**Given request**: Report each line of the records below that contains the word "segment", copying every such line in full.

BEGIN Records for processing

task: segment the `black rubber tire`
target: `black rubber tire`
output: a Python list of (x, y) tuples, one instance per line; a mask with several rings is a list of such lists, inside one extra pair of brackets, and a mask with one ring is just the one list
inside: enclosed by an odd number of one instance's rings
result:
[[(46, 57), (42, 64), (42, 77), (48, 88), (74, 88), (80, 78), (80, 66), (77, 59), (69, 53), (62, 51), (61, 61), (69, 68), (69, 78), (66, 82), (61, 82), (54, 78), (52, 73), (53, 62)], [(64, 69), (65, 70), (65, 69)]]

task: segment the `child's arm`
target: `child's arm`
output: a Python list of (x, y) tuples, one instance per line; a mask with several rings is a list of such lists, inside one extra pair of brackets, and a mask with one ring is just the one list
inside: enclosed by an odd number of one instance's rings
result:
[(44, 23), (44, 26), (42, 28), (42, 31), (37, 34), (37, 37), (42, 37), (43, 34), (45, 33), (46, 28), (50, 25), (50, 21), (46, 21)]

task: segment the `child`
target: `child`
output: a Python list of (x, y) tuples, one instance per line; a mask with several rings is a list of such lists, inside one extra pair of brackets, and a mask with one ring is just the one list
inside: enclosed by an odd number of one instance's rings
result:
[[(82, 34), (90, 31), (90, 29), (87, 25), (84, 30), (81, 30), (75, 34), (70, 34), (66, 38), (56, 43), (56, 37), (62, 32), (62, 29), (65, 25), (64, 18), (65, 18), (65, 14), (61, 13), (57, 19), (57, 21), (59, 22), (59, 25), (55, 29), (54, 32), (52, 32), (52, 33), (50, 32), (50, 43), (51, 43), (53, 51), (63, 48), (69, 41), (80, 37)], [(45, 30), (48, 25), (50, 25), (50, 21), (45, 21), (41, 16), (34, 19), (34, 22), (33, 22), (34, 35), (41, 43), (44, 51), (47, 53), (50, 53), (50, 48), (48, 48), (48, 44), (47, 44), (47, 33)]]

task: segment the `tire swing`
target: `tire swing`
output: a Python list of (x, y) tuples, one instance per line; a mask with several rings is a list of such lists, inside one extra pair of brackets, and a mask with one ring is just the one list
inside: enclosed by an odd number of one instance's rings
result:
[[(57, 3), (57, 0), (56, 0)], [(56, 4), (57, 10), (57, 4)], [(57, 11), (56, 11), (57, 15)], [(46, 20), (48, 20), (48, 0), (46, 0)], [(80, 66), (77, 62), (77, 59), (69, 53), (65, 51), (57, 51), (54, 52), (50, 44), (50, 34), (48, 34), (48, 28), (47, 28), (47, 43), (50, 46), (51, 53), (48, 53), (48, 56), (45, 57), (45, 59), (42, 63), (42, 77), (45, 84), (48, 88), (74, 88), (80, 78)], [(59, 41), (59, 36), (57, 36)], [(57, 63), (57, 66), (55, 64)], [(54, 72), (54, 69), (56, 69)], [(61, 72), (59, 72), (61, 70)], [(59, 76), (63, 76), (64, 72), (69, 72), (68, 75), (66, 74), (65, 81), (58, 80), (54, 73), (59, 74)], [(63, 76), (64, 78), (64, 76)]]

END Records for processing

**Completed task**:
task: segment the `black rubber tire`
task: segment the `child's arm`
task: segment the `child`
task: segment the `tire swing`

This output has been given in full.